→ **OBJETIVO A**: ¿Puedes copiar tal cual el fragmento del texto sobre el patriotismo que va desde "Frente a esta" hasta "del desarraigo generalizado.", ambos incluidos?

→ **TEXTO**:
Frente a esta pérdida generalizada de raíces, solo la patria se mantiene débilmente como medio social enraizante. No hay nada más lábil que la pertenencia a una clase social, además la pertenencia a la clase obrera ha perdido valor por un sindicalismo cuyas propuestas se han centrado en el aumento de la comodidad o del salario – otra vez el dinero como vector del desarraigo. Ya no queda vida gremial y merced al proceso de secularización también se han debilitado los vínculos de las comunidades religiosas. Solo queda, pues, la patria como medio para echar raíces aunque también el patriotismo ha visto mermada sus potencialidades por culpa del desarraigo generalizado.
Siempre ha existido el patriotismo, es un sentimiento que enardece cuando se manifiesta como resistencia de un poder opresivo exterior. La batalla de las Termópilas es un ejemplo de patriotismo griego que tuvo éxito al oponerse a la invasión persa; Vercingétorix, Viriato o Numancia son otros tantos ejemplos de resistencia a un poder externo que pretende aniquilar la patria común de un pueblo, esta vez con peor fortuna que los helenos. Vemos que, por tanto, el patriotismo se crece e incluso nace cuando la patria está en peligro, no era, como actualmente, un patriotismo de «nación-estado» sino uno en donde las fronteras de la patria son más bien difusas y en el que ese sentimiento se asocia más a un modo de vida, una lengua, unas tradiciones comunes antes que a un entorno geográfico rígidamente definido.

→ **MATERIAL DEL EJERCICIO**:
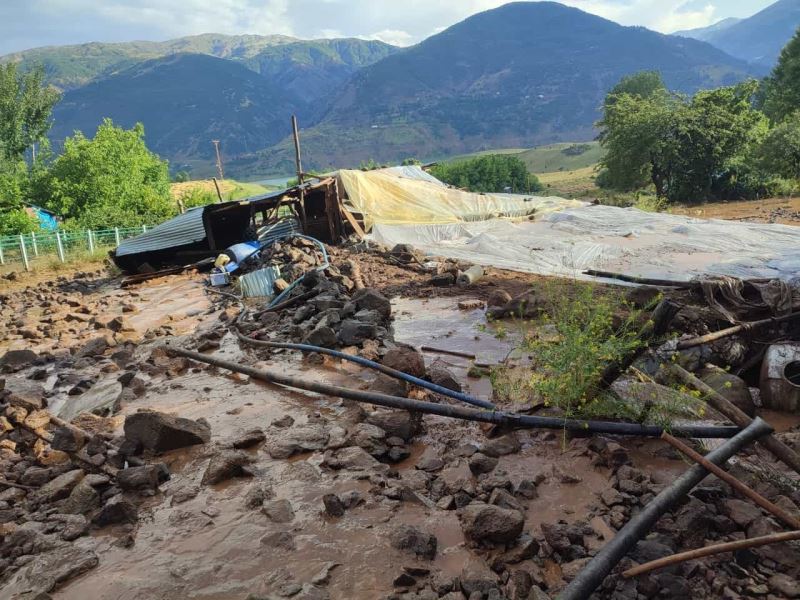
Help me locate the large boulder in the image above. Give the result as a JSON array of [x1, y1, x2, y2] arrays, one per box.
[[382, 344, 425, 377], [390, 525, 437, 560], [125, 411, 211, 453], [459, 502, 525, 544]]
--
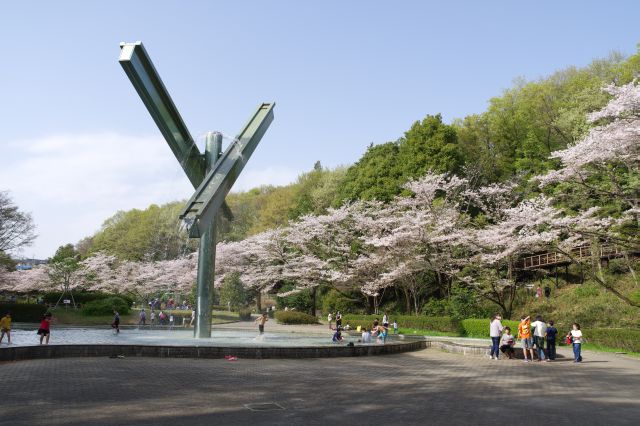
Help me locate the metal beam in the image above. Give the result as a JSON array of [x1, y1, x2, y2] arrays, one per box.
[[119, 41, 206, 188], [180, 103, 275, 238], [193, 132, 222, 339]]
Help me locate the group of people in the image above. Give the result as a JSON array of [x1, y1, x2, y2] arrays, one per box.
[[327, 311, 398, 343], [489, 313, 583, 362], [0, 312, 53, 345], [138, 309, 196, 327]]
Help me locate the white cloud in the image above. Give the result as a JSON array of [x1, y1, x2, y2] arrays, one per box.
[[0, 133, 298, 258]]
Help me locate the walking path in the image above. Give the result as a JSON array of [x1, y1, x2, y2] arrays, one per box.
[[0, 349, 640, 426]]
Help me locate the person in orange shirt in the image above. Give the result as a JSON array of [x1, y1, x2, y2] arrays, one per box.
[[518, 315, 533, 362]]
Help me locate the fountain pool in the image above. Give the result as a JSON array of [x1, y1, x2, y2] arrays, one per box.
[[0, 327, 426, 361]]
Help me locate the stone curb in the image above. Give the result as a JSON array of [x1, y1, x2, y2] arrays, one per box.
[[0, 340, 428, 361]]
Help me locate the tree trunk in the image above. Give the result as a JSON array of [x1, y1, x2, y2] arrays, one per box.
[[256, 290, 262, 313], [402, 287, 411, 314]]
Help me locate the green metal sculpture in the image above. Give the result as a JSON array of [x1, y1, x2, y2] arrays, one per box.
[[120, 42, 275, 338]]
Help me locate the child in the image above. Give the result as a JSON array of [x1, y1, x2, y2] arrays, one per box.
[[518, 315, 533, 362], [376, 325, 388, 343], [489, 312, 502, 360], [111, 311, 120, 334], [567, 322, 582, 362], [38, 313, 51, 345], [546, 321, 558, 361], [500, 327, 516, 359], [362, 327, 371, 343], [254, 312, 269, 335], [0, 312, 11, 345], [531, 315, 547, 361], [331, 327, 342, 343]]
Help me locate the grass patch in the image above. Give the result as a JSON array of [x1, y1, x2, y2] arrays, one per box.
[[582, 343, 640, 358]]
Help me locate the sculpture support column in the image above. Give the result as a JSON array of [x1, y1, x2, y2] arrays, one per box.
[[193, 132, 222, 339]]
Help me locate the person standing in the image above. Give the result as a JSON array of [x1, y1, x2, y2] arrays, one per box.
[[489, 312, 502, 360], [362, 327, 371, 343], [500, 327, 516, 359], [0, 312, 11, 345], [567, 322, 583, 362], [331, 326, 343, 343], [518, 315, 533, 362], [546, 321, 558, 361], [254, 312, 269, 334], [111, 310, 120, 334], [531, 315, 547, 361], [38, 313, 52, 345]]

→ **OBJETIVO B**: ¿Puedes presentar como tabla Markdown las filas desde la línea con "Help me locate the child" hasta la línea con "[[582, 343, 640, 358]]", ambas incluidas? Usa las columnas Número y Línea y omite las líneas en blanco.

→ **RESPUESTA A**:
Frente a esta pérdida generalizada de raíces, solo la patria se mantiene débilmente como medio social enraizante. No hay nada más lábil que la pertenencia a una clase social, además la pertenencia a la clase obrera ha perdido valor por un sindicalismo cuyas propuestas se han centrado en el aumento de la comodidad o del salario – otra vez el dinero como vector del desarraigo. Ya no queda vida gremial y merced al proceso de secularización también se han debilitado los vínculos de las comunidades religiosas. Solo queda, pues, la patria como medio para echar raíces aunque también el patriotismo ha visto mermada sus potencialidades por culpa del desarraigo generalizado.

→ **RESPUESTA B**:
| Número | Línea |
|---|---|
| 1 | Help me locate the child in the image above. Give the result as a JSON array of [x1, y1, x2, y2] arrays, one per box. |
| 2 | [[518, 315, 533, 362], [376, 325, 388, 343], [489, 312, 502, 360], [111, 311, 120, 334], [567, 322, 582, 362], [38, 313, 51, 345], [546, 321, 558, 361], [500, 327, 516, 359], [362, 327, 371, 343], [254, 312, 269, 335], [0, 312, 11, 345], [531, 315, 547, 361], [331, 327, 342, 343]] |
| 3 | Help me locate the grass patch in the image above. Give the result as a JSON array of [x1, y1, x2, y2] arrays, one per box. |
| 4 | [[582, 343, 640, 358]] |